Exercise description: Reproduce the data below in full and to the letter, images excepted.
◇ ◇ ◇
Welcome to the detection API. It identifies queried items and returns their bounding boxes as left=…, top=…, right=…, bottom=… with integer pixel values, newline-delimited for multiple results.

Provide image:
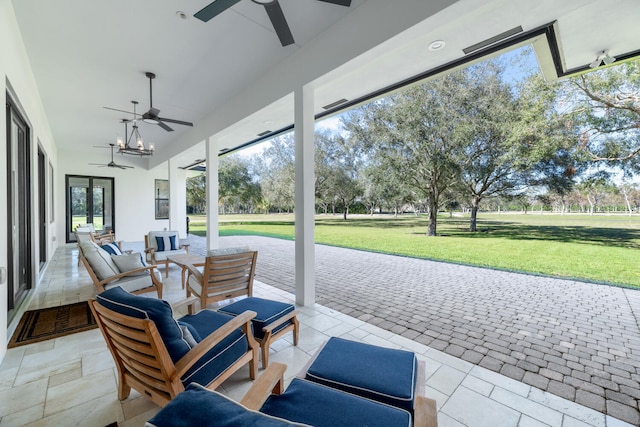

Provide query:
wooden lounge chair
left=78, top=241, right=162, bottom=298
left=144, top=230, right=190, bottom=278
left=186, top=247, right=299, bottom=369
left=89, top=286, right=259, bottom=408
left=146, top=362, right=438, bottom=427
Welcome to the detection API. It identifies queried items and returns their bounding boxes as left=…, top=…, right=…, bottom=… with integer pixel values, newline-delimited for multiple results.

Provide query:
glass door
left=6, top=96, right=32, bottom=313
left=66, top=175, right=114, bottom=242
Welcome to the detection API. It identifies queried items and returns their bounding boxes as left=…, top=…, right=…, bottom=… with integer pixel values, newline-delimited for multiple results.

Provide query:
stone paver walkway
left=186, top=234, right=640, bottom=424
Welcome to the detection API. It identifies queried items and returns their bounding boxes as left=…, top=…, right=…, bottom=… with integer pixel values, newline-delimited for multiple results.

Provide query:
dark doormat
left=8, top=301, right=97, bottom=348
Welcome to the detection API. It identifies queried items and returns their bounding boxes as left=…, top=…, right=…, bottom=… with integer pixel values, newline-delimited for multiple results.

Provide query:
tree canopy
left=186, top=54, right=640, bottom=232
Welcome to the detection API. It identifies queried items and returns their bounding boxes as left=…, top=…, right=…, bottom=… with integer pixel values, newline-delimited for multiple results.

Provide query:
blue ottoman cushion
left=96, top=286, right=191, bottom=363
left=305, top=337, right=417, bottom=412
left=219, top=297, right=295, bottom=340
left=178, top=310, right=249, bottom=386
left=260, top=378, right=412, bottom=427
left=147, top=383, right=308, bottom=427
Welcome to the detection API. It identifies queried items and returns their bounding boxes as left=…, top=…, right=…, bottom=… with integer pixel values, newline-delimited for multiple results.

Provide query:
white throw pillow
left=111, top=253, right=147, bottom=277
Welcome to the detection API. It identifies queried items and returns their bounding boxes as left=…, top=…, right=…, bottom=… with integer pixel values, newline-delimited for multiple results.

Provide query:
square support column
left=294, top=85, right=315, bottom=306
left=206, top=137, right=220, bottom=251
left=168, top=158, right=187, bottom=237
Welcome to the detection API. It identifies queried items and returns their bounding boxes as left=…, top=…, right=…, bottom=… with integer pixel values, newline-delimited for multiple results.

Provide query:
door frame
left=6, top=94, right=33, bottom=313
left=65, top=175, right=115, bottom=243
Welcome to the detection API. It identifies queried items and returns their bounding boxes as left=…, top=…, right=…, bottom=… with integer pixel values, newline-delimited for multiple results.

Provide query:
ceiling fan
left=194, top=0, right=352, bottom=47
left=103, top=72, right=194, bottom=132
left=89, top=144, right=134, bottom=170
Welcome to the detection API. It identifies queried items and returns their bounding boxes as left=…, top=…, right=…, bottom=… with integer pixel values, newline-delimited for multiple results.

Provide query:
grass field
left=188, top=212, right=640, bottom=289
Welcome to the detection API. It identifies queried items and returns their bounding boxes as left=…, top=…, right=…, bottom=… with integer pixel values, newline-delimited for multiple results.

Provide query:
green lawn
left=188, top=212, right=640, bottom=288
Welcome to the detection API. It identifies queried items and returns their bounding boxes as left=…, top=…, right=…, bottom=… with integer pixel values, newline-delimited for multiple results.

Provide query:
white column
left=206, top=137, right=220, bottom=251
left=168, top=158, right=187, bottom=237
left=294, top=85, right=315, bottom=306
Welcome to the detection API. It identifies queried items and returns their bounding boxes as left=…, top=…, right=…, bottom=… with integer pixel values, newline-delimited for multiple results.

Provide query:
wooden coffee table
left=166, top=253, right=205, bottom=289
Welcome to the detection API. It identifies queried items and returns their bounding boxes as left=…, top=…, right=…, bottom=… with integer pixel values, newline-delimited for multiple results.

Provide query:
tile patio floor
left=0, top=240, right=636, bottom=426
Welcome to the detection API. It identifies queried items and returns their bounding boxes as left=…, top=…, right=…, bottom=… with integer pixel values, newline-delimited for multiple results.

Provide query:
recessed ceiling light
left=428, top=40, right=446, bottom=51
left=176, top=11, right=188, bottom=20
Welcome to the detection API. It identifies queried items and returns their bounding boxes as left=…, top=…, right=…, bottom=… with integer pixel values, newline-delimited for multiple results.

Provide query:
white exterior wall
left=0, top=0, right=59, bottom=361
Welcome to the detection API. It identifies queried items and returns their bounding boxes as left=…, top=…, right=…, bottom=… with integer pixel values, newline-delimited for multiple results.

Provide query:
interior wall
left=0, top=0, right=59, bottom=362
left=56, top=151, right=170, bottom=243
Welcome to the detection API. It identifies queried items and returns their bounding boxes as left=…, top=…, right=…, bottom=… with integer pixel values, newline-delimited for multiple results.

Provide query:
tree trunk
left=469, top=196, right=480, bottom=232
left=343, top=207, right=348, bottom=220
left=427, top=199, right=437, bottom=236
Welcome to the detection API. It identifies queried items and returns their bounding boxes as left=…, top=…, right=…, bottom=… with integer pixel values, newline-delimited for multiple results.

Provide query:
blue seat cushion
left=305, top=337, right=417, bottom=412
left=178, top=310, right=249, bottom=387
left=96, top=287, right=191, bottom=362
left=219, top=297, right=295, bottom=340
left=260, top=378, right=412, bottom=427
left=147, top=383, right=307, bottom=427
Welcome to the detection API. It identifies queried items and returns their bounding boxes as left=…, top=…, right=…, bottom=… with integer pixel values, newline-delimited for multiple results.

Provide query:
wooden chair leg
left=293, top=317, right=300, bottom=346
left=261, top=341, right=270, bottom=370
left=117, top=379, right=132, bottom=401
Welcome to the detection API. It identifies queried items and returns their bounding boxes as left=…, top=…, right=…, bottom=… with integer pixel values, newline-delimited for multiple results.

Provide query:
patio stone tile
left=427, top=365, right=467, bottom=396
left=605, top=415, right=636, bottom=427
left=604, top=401, right=640, bottom=426
left=469, top=365, right=531, bottom=397
left=461, top=375, right=494, bottom=397
left=518, top=415, right=551, bottom=427
left=491, top=386, right=563, bottom=426
left=437, top=412, right=467, bottom=427
left=441, top=386, right=520, bottom=427
left=561, top=415, right=594, bottom=427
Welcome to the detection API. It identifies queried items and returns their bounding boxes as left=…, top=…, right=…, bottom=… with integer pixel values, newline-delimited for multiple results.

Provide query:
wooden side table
left=166, top=253, right=205, bottom=289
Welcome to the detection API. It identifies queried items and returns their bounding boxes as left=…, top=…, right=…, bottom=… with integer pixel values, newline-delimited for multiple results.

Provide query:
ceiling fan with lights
left=194, top=0, right=352, bottom=47
left=104, top=72, right=194, bottom=132
left=89, top=144, right=134, bottom=170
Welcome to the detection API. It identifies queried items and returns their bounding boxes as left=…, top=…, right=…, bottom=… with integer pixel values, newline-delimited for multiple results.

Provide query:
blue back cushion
left=147, top=383, right=306, bottom=427
left=261, top=378, right=411, bottom=427
left=305, top=337, right=417, bottom=412
left=155, top=235, right=177, bottom=251
left=218, top=297, right=295, bottom=340
left=100, top=242, right=122, bottom=256
left=178, top=310, right=249, bottom=386
left=96, top=286, right=191, bottom=362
◇ ◇ ◇
Response to this task:
Welcome to the detection API. It identifies queried items and returns their bounding boxes as left=…, top=…, right=…, bottom=… with integer pixel values, newline-delimited for multiple results.

Provide image:

Provide query:
wooden lounge chair
left=78, top=241, right=162, bottom=298
left=144, top=230, right=190, bottom=278
left=186, top=247, right=299, bottom=369
left=89, top=286, right=259, bottom=408
left=146, top=362, right=438, bottom=427
Welcome to the detection API. It identifies queried items and returns their bounding boxes as left=…, top=…, right=…, bottom=… with integer pixel values, newline-delimited for multiple results.

Provide query:
glass door
left=6, top=96, right=32, bottom=313
left=66, top=175, right=114, bottom=242
Welcome to the detection API. It identifies queried items and returns their bounding boxes as left=…, top=…, right=…, bottom=… with integer pixel values, newline-delimited for multiple results.

Provide query:
stone paver walkway
left=186, top=234, right=640, bottom=424
Welcome to the detection API. It identifies queried items and returns their bounding boxes as left=…, top=…, right=…, bottom=… with integer pixel values, newline-delimited for multiple results.

Provide query:
dark doormat
left=8, top=301, right=97, bottom=348
Welcome to the detection API. It identifies queried items and returns their bounding boxes as left=…, top=…, right=…, bottom=… with integer pixel values, newline-delimited for multiple results.

Provide query:
tree canopy
left=186, top=54, right=640, bottom=232
Welcome to the detection API. It identifies queried items and returns their bounding boxes as left=…, top=…, right=…, bottom=… with integer pixel values, newline-delimited for multiple results.

Provide query:
blue ottoman cushion
left=96, top=286, right=191, bottom=363
left=305, top=337, right=417, bottom=412
left=219, top=297, right=295, bottom=340
left=178, top=310, right=249, bottom=386
left=260, top=378, right=412, bottom=427
left=147, top=383, right=308, bottom=427
Welcome to the detection API. It identifies queried items and returns their bounding boxes as left=…, top=…, right=…, bottom=… with integer pixel values, newline-delimited for multiple results.

Provide query:
white throw pillow
left=111, top=253, right=147, bottom=277
Welcome to the detection API. It identifies queried items and returns their bounding boxes as left=…, top=…, right=…, bottom=… with integer pixel values, newline-delimited for multiple results.

Provide query:
square support column
left=294, top=85, right=315, bottom=306
left=206, top=137, right=220, bottom=251
left=168, top=158, right=187, bottom=237
Welcome to the detection API. It identifies queried items and returns their bounding boxes as left=…, top=…, right=…, bottom=… with integer pixel values, newline-delimited for multiple results.

Provide query:
door frame
left=6, top=94, right=33, bottom=313
left=65, top=175, right=115, bottom=243
Welcome to the detection API. It identifies queried items and returns their bounding boxes as left=…, top=…, right=…, bottom=… with integer pixel values, newline-delimited for multiple results.

Provide query:
ceiling fan
left=194, top=0, right=352, bottom=47
left=103, top=72, right=194, bottom=132
left=89, top=144, right=134, bottom=170
Welcome to the detection API. It identifies queried items and returns their bounding boxes as left=…, top=…, right=…, bottom=… with integer pixel values, newline-delimited for multiple results.

Provide query:
grass field
left=188, top=212, right=640, bottom=289
Welcome to the detection API. It identifies queried items and returns their bounding boxes as left=…, top=…, right=…, bottom=… with integer pixel values, newline-delimited for multiple results.

Provide query:
green lawn
left=188, top=212, right=640, bottom=288
Welcome to the detection API. It identifies queried items and returns their bounding boxes as left=…, top=…, right=…, bottom=… with integer pixel values, newline-delimited for multiple results.

Provide query:
white column
left=206, top=137, right=220, bottom=251
left=168, top=158, right=187, bottom=237
left=294, top=85, right=315, bottom=306
Welcome to the detection API. It identifies queried items and returns their bounding boxes as left=…, top=…, right=…, bottom=… with integer pixel values, newline-delimited for multiple results.

Provide query:
wooden coffee table
left=166, top=253, right=205, bottom=289
Welcome to the detection API. It identifies queried items and returns their bounding boxes as left=…, top=…, right=…, bottom=… with integer pixel values, newline-delimited for multiple results.

Provide query:
tile patio floor
left=0, top=240, right=636, bottom=426
Welcome to the detection API. It identifies queried items and returns their bounding boxes as left=…, top=…, right=…, bottom=… with integer pixel values, newline-delimited for multiple results.

Provide query:
recessed ceiling light
left=428, top=40, right=446, bottom=51
left=176, top=11, right=188, bottom=20
Welcome to the detection API. It identifies queried items and returns their bounding boxes as left=…, top=…, right=…, bottom=… with integer pixel values, newline-delimited for multiple results.

Provide query:
white exterior wall
left=0, top=0, right=59, bottom=361
Welcome to the detection API. It identifies queried items and returns their bounding boxes as left=…, top=…, right=…, bottom=… with integer pixel values, newline-delimited for multiple results.

Provide query:
interior wall
left=0, top=0, right=59, bottom=362
left=56, top=151, right=170, bottom=243
Welcome to the detection API. It identifies queried items and returns their bounding boxes as left=…, top=…, right=…, bottom=… with integer pixel values, newline-delimited for multiple results.

Provide query:
tree trunk
left=469, top=196, right=480, bottom=232
left=343, top=207, right=348, bottom=220
left=427, top=199, right=437, bottom=236
Welcome to the detection API. It identifies queried items and returns their bounding boxes as left=…, top=…, right=…, bottom=… with integer pixel values, newline-delimited for multiple results.

Provide query:
blue seat cushion
left=305, top=337, right=417, bottom=412
left=178, top=310, right=249, bottom=387
left=96, top=287, right=191, bottom=362
left=219, top=297, right=295, bottom=340
left=260, top=378, right=412, bottom=427
left=147, top=383, right=307, bottom=427
Welcome to the detection API. It identifies queried items and returns their bounding boxes as left=…, top=…, right=…, bottom=… with integer pixel values, newline-delimited for multiple results.

Provide query:
wooden chair leg
left=293, top=317, right=300, bottom=346
left=261, top=341, right=270, bottom=370
left=117, top=379, right=132, bottom=401
Welcome to the detection API. It identifies queried items and returns their bounding boxes as left=…, top=…, right=…, bottom=… with integer pixel values, newline-delimited for multiple results.

Provide query:
patio stone tile
left=427, top=365, right=467, bottom=396
left=605, top=415, right=636, bottom=427
left=604, top=401, right=640, bottom=426
left=469, top=365, right=531, bottom=397
left=461, top=375, right=494, bottom=397
left=518, top=415, right=551, bottom=427
left=491, top=386, right=563, bottom=426
left=437, top=412, right=467, bottom=427
left=441, top=386, right=520, bottom=427
left=561, top=415, right=594, bottom=427
Welcome to the detection API. It identifies queried items and returns their bounding boxes as left=…, top=…, right=…, bottom=… with integer pixel values, newline-delimited for multiple results.

Provide query:
wooden side table
left=166, top=253, right=205, bottom=289
Welcome to the detection API. It identifies queried items and returns their bounding boxes as left=…, top=…, right=…, bottom=… with integer pixel values, newline-delimited for multiple results.

Provide query:
ceiling fan with lights
left=194, top=0, right=352, bottom=47
left=104, top=72, right=194, bottom=132
left=89, top=144, right=134, bottom=170
Welcome to the detection API. It identifies queried items and returns their bounding boxes as left=…, top=…, right=…, bottom=… with integer pixel values, newline-delimited for multiple results.

Provide query:
blue back cushion
left=147, top=383, right=306, bottom=427
left=261, top=378, right=411, bottom=427
left=305, top=337, right=417, bottom=412
left=155, top=235, right=177, bottom=251
left=218, top=297, right=295, bottom=340
left=100, top=242, right=122, bottom=256
left=178, top=310, right=249, bottom=386
left=96, top=286, right=191, bottom=362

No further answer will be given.